==== Text block ====

To gain access to the leak from the vessel, the SCM was recovered via a dummy pod. A 500 m (10.000psig) 3/8” reel was then used to deploy the sealant through a hot-stab connection into the DHSV line in the wellhead through the HP1 port on the dummy point.

The leak rate was estimated in original diagnostic in excess of 10 liters/min at full system pressure at 500bar.

ROV video was run to the SEALMAKER hydraulic pump on the main deck to visually observe the leak repair operation subsea. The hot-stab was disconnected at the surface and loaded with SEALMAKER sealant and followed by hydraulic oil. The hot-stab was reconnected, leak tested, and then deployed to the seabed. After connecting the hot-stab into the Dummy HP1 Port, ROV was moved into position to monitor the leak visually. The reel was pressurized from the surface using the SMI hydraulic pump to 200 bar and the leak was visually confirmed with the ROV feed. Initial leak-off was 200-135bar/1min. Hydraulic oil was confirmed exiting the leak followed by the SEALMAKER chemical as the pressure fell below 120 bar. A complete seal was established at 118bar and all fluid leakage was eliminated. The seal was shut-in and allowed to cure for 1 hour with zero pressure loss and confirmed with zero leakage visually. The line was then cycled between 510-200 bar and then shut in at 510bar for 5 hours. The pressure /bleed cycling was repeated 3 hours later with zero leakage occurring. The dummy pod was pulled and minor modification were made to bleed the pressure subsea and then re-installed. A thorough flushing procedure was performed with 18 pressure/bleed cycles ran to ensure as much sealant was removed from the control line as possible. The dummy was then pulled and the SCM re-installed. The line was pressure tested at 458bar from the FPSO without leakage and well was then placed into service.

====

Activity: In the subsea leak repair account, at what pressure was a complete seal established?

==== Given data ====

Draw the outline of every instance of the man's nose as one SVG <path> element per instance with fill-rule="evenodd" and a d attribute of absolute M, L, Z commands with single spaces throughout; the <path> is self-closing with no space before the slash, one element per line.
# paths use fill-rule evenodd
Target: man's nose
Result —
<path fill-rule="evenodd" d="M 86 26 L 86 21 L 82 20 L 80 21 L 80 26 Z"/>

====

Written response: 118 bar